##### ページ

法人が使う会計ソフトには、さまざまな種類があります。その中の1つがTKCの会計ソフトです。TKCの会計ソフトは、法人にとって有用な機能が多く備わっているのですが、使ったことがないという人も少なくないでしょう。そこで、ここではTKCの会計ソフトはどのようなものか、その特徴や入手方法などを解説します。
TKCの会計ソフトで何ができる?
株式会社TKCは、昭和41年10月に創業した情報サービスやソフトウェアの提供などを行っている会社です。基本的には、税理士事務所や地方公共団体を主な顧客として事業を展開しています。会計ソフトとしては、大きく分けて税理士事務所用のものと、税理士の顧問先である法人用のものに分かれます。
しかし、家電量販店などで、TKCの法人用の会計ソフトを見たことがないという人も多いでしょう。原則、TKCの法人用の会計ソフトは市販されていません。法人は、TKCに加入している税理士から購入(レンタル)することで、手に入れることができます。税理士向けの会計(税務)ソフトを開発しているTKCのソフトなので、自由度が高く、かつ使いやすく、正確性の担保があるソフトになっています。

##########
##### 提供された情報

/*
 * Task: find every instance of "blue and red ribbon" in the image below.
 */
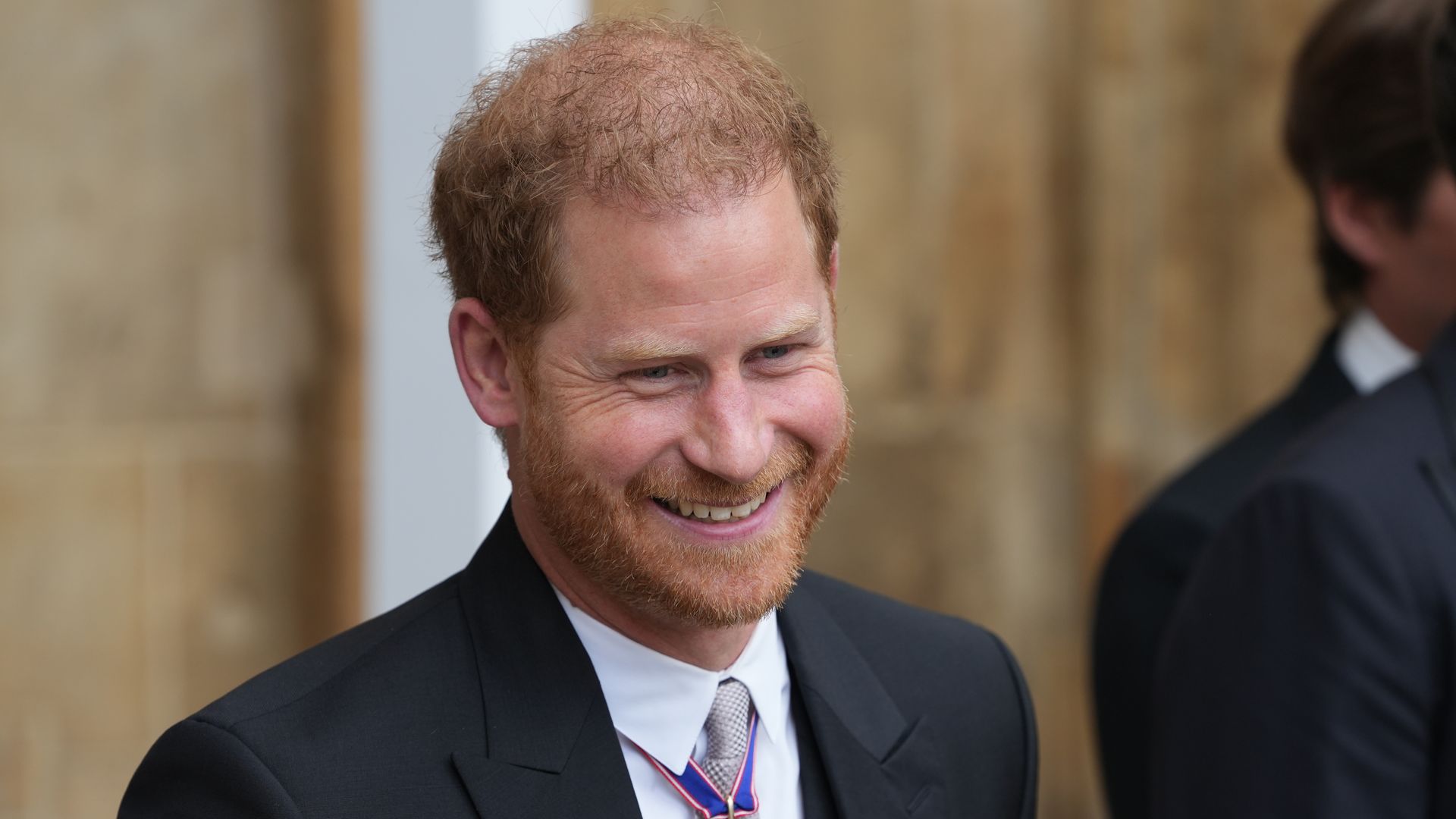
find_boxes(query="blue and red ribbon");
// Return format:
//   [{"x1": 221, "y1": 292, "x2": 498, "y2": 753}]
[{"x1": 638, "y1": 713, "x2": 758, "y2": 819}]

##########

実施する作業:
1: TKCの会計ソフトについての文章から、「株式会社TKCは、昭和41年」で始まり「があるソフトになっています。」まで続く部分を一字一句変えずに抜き出してください。
2: TKCの会計ソフトについての文章で、TKCの法人用会計ソフトの性質として最後の文に挙げられている点をすべて列挙してください。

作業ごとの回答:
1:
株式会社TKCは、昭和41年10月に創業した情報サービスやソフトウェアの提供などを行っている会社です。基本的には、税理士事務所や地方公共団体を主な顧客として事業を展開しています。会計ソフトとしては、大きく分けて税理士事務所用のものと、税理士の顧問先である法人用のものに分かれます。
しかし、家電量販店などで、TKCの法人用の会計ソフトを見たことがないという人も多いでしょう。原則、TKCの法人用の会計ソフトは市販されていません。法人は、TKCに加入している税理士から購入(レンタル)することで、手に入れることができます。税理士向けの会計(税務)ソフトを開発しているTKCのソフトなので、自由度が高く、かつ使いやすく、正確性の担保があるソフトになっています。

2:
・自由度が高い
・使いやすい
・正確性の担保がある